:: ACTIVITY ::
Copy out, word for word, the full text below about three steps tax leaders can take before state and local tax changes arrive.

:: TEXT FOR ANALYSIS ::

<<<<

A new Tax Notes article I co-wrote with Michael Bernard, Vertex chief tax officer, looks at three actions that tax leaders can take today to help their organizations respond with agility once the great state and local tax (SALT) shake-up begins. These steps include:

 

  1. Recognizing how the depth and duration of the recession will affect the timing of future fiscal and tax policy adjustments. It is evident that we can no longer hope for a V-shaped recovery. That time has passed. Instead, we are heading for a more drawn-out, double-dip, W-shaped climb back to economic health. Although we are still in the midst of the persistent first wave of COVID, a possible second wave will have a direct effect on the economic recovery delay. As such, companies may have just a bit more time before legislatures start rolling out policy changes.
  2. Assessing the range of fiscal and tax policy levers for which government leaders are most likely to reach. The good news: states’ rainy-day funds had reached all-time highs just before the onset of the epidemic. The not-so-good news: It likely won’t be enough. In addition to tax rate increases and more aggressive audits, states may turn to new types of taxes, such as sales taxes on traditional personal and professional services.
  3. Considering how you can influence state and local tax policy decision making. While your organization may not be among those large enterprises that can call on a dedicated government relations function, there are many ways to influence policymaking that don’t require large amounts of time or resources. Consider getting involved with Chambers of Commerce or your state and county departments of economic development, which often request feedback and frequently take positions on basic economic and tax matters. Or look for nonprofit research-based organizations that represent corporate taxpayer interests while sharing insights on tax policy with state and local rule makers.

 

For more details, Michael and I cover a lot more ground on all of these topics in the previously mentioned article.

 

Please remember that the Tax Matters provides information for educational purposes, not specific tax or legal advice. Always consult a qualified tax or legal advisor before taking any action based on this information. The views and opinions expressed in Tax Matters are those of the authors and do not necessarily reflect the official policy, position, or opinion of Vertex Inc.

>>>>

:: SUPPLIED RECORDS ::
<<<<

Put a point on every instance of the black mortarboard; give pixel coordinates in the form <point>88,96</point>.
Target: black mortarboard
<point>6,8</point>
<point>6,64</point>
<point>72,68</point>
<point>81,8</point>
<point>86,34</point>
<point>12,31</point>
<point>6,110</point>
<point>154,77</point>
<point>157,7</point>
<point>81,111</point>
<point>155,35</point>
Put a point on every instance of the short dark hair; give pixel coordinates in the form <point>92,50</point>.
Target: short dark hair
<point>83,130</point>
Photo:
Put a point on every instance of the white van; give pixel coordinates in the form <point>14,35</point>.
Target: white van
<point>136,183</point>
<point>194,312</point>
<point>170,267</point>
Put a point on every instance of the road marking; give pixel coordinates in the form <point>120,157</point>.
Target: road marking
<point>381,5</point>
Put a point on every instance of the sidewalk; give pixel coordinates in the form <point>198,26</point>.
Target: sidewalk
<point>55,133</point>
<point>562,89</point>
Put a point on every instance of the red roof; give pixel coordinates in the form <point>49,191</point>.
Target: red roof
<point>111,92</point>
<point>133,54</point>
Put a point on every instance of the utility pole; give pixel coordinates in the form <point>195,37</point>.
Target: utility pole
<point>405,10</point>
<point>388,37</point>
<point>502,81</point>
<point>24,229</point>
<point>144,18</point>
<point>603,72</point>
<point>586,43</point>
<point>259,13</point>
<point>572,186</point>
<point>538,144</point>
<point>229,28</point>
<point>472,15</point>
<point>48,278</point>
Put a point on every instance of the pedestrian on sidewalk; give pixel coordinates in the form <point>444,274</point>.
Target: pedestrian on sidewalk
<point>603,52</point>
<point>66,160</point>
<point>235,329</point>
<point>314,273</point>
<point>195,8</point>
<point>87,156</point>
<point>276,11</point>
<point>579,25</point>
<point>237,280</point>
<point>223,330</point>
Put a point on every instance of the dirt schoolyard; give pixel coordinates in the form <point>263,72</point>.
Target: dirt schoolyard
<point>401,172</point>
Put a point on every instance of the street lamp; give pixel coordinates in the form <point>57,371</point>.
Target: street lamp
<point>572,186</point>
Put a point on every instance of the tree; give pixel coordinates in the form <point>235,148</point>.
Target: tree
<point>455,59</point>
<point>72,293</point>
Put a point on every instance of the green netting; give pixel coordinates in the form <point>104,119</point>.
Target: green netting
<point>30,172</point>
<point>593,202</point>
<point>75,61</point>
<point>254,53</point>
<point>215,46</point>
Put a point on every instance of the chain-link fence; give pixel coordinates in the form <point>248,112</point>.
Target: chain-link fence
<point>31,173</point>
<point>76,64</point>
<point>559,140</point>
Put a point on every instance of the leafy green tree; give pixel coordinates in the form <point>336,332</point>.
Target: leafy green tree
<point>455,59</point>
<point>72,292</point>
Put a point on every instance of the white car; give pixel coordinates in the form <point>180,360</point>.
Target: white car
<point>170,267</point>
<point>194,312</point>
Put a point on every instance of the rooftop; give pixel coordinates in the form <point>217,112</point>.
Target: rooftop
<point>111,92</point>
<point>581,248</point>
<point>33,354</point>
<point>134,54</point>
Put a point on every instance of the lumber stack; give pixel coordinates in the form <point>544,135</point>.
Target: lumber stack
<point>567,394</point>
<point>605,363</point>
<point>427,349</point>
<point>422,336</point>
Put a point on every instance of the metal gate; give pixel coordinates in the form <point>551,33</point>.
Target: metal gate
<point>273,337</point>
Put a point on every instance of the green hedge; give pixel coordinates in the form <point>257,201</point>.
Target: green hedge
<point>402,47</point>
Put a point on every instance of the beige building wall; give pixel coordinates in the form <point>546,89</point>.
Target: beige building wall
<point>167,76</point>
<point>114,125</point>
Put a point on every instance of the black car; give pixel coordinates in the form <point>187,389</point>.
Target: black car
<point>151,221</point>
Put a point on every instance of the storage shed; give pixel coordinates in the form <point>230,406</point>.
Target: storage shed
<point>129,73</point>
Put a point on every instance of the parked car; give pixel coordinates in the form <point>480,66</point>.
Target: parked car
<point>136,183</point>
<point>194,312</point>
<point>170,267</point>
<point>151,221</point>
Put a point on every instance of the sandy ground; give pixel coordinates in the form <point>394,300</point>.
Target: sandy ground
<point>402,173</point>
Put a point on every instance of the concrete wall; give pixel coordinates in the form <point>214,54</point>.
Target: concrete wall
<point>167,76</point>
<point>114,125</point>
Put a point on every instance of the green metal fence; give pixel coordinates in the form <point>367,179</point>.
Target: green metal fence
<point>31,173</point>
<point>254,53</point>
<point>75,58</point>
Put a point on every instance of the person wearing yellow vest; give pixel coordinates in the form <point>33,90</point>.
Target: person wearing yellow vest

>>>>

:: ANSWER TO THE EXERCISE ::
A new Tax Notes article I co-wrote with Michael Bernard, Vertex chief tax officer, looks at three actions that tax leaders can take today to help their organizations respond with agility once the great state and local tax (SALT) shake-up begins. These steps include:

 

  1. Recognizing how the depth and duration of the recession will affect the timing of future fiscal and tax policy adjustments. It is evident that we can no longer hope for a V-shaped recovery. That time has passed. Instead, we are heading for a more drawn-out, double-dip, W-shaped climb back to economic health. Although we are still in the midst of the persistent first wave of COVID, a possible second wave will have a direct effect on the economic recovery delay. As such, companies may have just a bit more time before legislatures start rolling out policy changes.
  2. Assessing the range of fiscal and tax policy levers for which government leaders are most likely to reach. The good news: states’ rainy-day funds had reached all-time highs just before the onset of the epidemic. The not-so-good news: It likely won’t be enough. In addition to tax rate increases and more aggressive audits, states may turn to new types of taxes, such as sales taxes on traditional personal and professional services.
  3. Considering how you can influence state and local tax policy decision making. While your organization may not be among those large enterprises that can call on a dedicated government relations function, there are many ways to influence policymaking that don’t require large amounts of time or resources. Consider getting involved with Chambers of Commerce or your state and county departments of economic development, which often request feedback and frequently take positions on basic economic and tax matters. Or look for nonprofit research-based organizations that represent corporate taxpayer interests while sharing insights on tax policy with state and local rule makers.

 

For more details, Michael and I cover a lot more ground on all of these topics in the previously mentioned article.

 

Please remember that the Tax Matters provides information for educational purposes, not specific tax or legal advice. Always consult a qualified tax or legal advisor before taking any action based on this information. The views and opinions expressed in Tax Matters are those of the authors and do not necessarily reflect the official policy, position, or opinion of Vertex Inc.